• _What you need to do_
Send back the entries below exactly as they appear.

= = = =

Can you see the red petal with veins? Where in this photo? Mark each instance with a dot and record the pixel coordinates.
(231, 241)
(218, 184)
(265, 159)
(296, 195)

= = = =

• _Response to the task_
Can you see the red petal with veins? Where in this photo? Mark each instance with a dot and record the pixel coordinates.
(231, 241)
(218, 184)
(265, 159)
(296, 195)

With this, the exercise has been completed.